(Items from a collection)
_ _ _
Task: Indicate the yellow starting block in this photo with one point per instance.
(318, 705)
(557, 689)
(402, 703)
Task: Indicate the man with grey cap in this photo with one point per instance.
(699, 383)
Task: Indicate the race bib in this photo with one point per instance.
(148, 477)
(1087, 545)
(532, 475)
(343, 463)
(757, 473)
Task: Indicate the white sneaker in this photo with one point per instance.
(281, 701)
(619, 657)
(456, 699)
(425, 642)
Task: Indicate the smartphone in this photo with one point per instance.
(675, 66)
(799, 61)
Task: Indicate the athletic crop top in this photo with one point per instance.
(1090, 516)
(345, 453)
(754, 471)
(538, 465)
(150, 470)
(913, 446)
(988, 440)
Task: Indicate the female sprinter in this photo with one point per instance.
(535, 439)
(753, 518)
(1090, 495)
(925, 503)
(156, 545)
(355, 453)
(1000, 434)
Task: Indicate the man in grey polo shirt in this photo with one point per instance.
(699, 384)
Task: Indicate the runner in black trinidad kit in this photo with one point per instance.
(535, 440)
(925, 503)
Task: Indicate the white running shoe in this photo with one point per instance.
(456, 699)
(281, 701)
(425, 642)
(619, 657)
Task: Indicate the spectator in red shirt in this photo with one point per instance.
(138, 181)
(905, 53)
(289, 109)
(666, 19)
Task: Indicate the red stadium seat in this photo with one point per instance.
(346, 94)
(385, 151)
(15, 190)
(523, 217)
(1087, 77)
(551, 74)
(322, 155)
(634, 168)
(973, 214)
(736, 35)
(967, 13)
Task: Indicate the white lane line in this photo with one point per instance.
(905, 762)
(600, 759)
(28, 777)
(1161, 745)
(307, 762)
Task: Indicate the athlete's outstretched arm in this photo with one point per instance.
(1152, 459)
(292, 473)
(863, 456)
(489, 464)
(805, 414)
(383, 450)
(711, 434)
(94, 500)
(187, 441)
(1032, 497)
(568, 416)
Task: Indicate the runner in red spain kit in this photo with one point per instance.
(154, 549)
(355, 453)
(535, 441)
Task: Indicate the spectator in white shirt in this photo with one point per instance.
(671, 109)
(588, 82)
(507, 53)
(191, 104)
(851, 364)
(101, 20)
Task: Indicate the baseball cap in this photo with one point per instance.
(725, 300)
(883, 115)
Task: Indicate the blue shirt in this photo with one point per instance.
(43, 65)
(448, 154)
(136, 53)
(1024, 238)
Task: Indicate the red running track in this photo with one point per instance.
_ _ _
### WHAT TO PRODUCE
Could you write out these items again, changing each "Indicate" to "Mark" and keeping everything else the same?

### RESPONSE BELOW
Task: Mark the yellow starting block in this photo with one point per instance.
(318, 705)
(557, 689)
(402, 703)
Task: Mark the man with grey cap in this photo with one point per instance.
(699, 383)
Task: Mark the race bib in this photo with one point per instance.
(148, 477)
(1087, 545)
(532, 475)
(343, 463)
(757, 473)
Task: Mark the white sneaker in this photo with one point per instance.
(281, 701)
(619, 657)
(456, 699)
(425, 642)
Task: Mark the smartphone in this photo with one point per instance.
(675, 66)
(799, 61)
Task: Mark the athletic crop top in this photo with one point per instance.
(1090, 516)
(345, 453)
(754, 471)
(538, 465)
(150, 470)
(913, 446)
(988, 440)
Task: Mark the female sprinter in this photo with one point per instance.
(535, 439)
(753, 518)
(1090, 495)
(925, 503)
(156, 545)
(355, 453)
(1000, 434)
Task: Mark the man in grey polo shirt in this photo with one point per instance.
(699, 384)
Task: Mark the runner in black trinidad kit in this photo with one point per instance.
(535, 440)
(925, 503)
Task: Mark the white running shoe in this photo with one point per instance.
(456, 699)
(281, 701)
(425, 642)
(619, 657)
Task: Mark the spectator in red shirt in this photo with one point per instance.
(138, 181)
(905, 53)
(289, 109)
(666, 19)
Task: Mark the red stadium seat in this photo with one point per instance.
(346, 94)
(385, 151)
(15, 190)
(523, 217)
(1087, 77)
(551, 74)
(322, 155)
(634, 168)
(973, 214)
(736, 35)
(967, 13)
Task: Mark the white lane line in this photo with one point per instance.
(905, 762)
(600, 759)
(28, 777)
(1161, 745)
(307, 762)
Task: Mark the athlete's outstretched arm in this photo with one point per instance.
(1152, 459)
(292, 473)
(863, 456)
(489, 464)
(805, 414)
(383, 450)
(711, 434)
(94, 500)
(187, 441)
(1032, 497)
(568, 416)
Task: Mark the runner in red spain kit in this photo with one point per instance.
(154, 549)
(355, 453)
(535, 441)
Task: Mark the spectator in white shirt in this photo with one point per instance.
(671, 109)
(588, 82)
(507, 53)
(191, 104)
(851, 364)
(101, 20)
Task: Mark the baseball cap in this photo with one point per instance.
(725, 300)
(883, 115)
Task: Mark the blue shirt in this photo with one point per instance.
(43, 65)
(448, 154)
(136, 53)
(1024, 238)
Task: Mark the red running track in this photo with one point per instance.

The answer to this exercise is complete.